TASK OBJECTIVE –
Nothing in the records below may change; print them all exactly.

[RECORDS SHOWN Boundary: Start]

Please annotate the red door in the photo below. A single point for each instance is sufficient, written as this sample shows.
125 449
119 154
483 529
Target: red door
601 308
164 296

[RECORDS SHOWN Boundary: End]

SOLUTION FOR THIS PROBLEM –
Please annotate the red door in the photo below. A single point for each instance is sufficient, written as this sample shows.
125 449
119 154
483 529
Target: red door
601 308
164 296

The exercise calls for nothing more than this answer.